> [WORK REQUEST] Your answer should be one number: the count of lines in the records that include the word "above".

RECORDS FOR THE EXERCISE section start

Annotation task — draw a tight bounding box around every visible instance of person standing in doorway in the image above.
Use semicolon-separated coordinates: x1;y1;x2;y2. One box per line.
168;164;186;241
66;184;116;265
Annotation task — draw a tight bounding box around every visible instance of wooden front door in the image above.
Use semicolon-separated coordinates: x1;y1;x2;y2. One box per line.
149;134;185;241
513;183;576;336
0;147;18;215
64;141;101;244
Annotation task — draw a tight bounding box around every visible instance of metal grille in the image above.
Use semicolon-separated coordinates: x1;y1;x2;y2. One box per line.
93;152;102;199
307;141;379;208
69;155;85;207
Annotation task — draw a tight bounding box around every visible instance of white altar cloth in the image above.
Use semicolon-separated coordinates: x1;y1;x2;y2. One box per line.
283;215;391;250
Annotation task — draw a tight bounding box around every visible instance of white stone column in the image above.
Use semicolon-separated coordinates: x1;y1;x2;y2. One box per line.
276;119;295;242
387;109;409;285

RECORDS FOR THE EXERCISE section end

> [EXERCISE OUTPUT] 5